◆ Your goal: In the data below, find each line containing the string "fist" and return it.

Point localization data
▬▬▬
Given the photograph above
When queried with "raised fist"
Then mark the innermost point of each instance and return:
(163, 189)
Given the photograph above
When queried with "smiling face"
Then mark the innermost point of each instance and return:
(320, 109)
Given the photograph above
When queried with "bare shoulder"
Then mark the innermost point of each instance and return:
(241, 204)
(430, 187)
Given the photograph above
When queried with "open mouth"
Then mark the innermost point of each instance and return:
▬▬▬
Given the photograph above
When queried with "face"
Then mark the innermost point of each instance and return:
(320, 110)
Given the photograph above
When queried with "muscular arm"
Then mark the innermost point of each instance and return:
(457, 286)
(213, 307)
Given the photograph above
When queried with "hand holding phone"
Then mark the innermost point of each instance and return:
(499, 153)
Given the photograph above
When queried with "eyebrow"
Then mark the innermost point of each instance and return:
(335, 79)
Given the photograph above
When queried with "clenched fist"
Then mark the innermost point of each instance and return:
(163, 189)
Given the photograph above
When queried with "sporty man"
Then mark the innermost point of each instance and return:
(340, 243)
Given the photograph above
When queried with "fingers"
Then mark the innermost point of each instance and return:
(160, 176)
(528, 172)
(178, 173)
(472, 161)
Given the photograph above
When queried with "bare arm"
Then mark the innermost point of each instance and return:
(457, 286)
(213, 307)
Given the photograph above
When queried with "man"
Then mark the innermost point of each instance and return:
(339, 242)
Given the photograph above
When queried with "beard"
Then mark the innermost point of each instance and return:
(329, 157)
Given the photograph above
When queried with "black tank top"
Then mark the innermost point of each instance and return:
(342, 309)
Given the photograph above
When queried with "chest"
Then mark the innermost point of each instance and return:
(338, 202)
▬▬▬
◆ Written answer:
When queried with "raised fist"
When queried with "clenched fist"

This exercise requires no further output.